INSTRUCTIONS FOR THE TASK » Rewrite every line in the records below, from the line with "Each returned marker MUST sit on an instance of the water" to the line with "[[72, 21], [105, 19], [37, 10], [15, 18]]", both included, and leave the requests unchanged. Shift each x and y coordinate in the answers by -31.

RECORDS FOR PROCESSING »

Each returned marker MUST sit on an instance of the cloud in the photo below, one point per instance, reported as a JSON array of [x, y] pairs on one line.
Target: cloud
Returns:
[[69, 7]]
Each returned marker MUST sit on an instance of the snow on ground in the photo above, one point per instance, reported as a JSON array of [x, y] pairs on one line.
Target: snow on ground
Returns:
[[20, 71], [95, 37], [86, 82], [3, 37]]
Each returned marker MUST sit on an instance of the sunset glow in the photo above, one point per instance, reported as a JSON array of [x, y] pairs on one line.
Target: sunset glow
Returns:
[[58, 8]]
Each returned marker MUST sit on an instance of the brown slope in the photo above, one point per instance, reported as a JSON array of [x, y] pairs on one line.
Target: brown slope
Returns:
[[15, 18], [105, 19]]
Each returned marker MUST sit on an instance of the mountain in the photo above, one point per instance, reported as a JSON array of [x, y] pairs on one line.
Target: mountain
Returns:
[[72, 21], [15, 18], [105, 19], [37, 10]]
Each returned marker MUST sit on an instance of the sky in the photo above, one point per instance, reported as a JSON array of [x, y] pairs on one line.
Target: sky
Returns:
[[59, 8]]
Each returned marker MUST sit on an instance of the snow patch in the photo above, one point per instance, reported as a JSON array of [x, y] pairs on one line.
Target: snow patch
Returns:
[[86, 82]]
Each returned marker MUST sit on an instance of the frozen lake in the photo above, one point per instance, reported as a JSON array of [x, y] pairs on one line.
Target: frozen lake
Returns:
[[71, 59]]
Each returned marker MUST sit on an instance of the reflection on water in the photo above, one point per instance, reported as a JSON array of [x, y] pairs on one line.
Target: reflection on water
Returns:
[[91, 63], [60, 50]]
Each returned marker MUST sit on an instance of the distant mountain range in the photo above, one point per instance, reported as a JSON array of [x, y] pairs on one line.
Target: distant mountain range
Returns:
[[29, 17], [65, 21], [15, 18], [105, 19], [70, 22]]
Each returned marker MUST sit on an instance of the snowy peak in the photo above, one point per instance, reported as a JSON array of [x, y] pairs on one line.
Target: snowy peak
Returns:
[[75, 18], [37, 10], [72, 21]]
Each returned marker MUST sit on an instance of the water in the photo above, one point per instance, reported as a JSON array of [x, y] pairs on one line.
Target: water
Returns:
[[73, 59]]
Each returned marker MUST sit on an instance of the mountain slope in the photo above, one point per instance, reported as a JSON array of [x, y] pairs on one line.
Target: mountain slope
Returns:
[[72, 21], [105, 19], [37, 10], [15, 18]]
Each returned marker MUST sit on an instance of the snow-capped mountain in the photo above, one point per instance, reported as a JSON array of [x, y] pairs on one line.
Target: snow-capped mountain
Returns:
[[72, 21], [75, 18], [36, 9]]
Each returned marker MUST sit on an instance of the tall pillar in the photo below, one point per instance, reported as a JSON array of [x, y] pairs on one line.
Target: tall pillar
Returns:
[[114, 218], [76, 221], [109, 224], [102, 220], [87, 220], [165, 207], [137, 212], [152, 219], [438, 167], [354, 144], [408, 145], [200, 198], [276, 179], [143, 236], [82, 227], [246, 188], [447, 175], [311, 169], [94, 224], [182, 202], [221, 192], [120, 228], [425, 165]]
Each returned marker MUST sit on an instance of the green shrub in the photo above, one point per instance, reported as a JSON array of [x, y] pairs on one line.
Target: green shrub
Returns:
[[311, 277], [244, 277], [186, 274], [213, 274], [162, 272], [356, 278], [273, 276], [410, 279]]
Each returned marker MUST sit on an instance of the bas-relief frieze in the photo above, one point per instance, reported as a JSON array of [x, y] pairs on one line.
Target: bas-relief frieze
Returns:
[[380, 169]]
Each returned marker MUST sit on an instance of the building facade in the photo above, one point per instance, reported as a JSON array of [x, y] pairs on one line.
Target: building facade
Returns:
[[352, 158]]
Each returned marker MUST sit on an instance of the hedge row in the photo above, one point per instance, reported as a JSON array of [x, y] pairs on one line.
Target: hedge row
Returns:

OUTPUT FOR THIS TASK »
Each returned marker MUST sit on an instance of the water in the photo above, one point per instance, reported as a JSON array of [x, y] pairs on one line.
Target: water
Returns:
[[42, 28]]
Each returned marker MUST sit on an instance of the mountain slope in the photo above, one point per instance, reported as a JSON array of [x, y] pairs on one line.
Target: mountain slope
Returns:
[[41, -10], [74, -12], [6, -21], [-16, -13]]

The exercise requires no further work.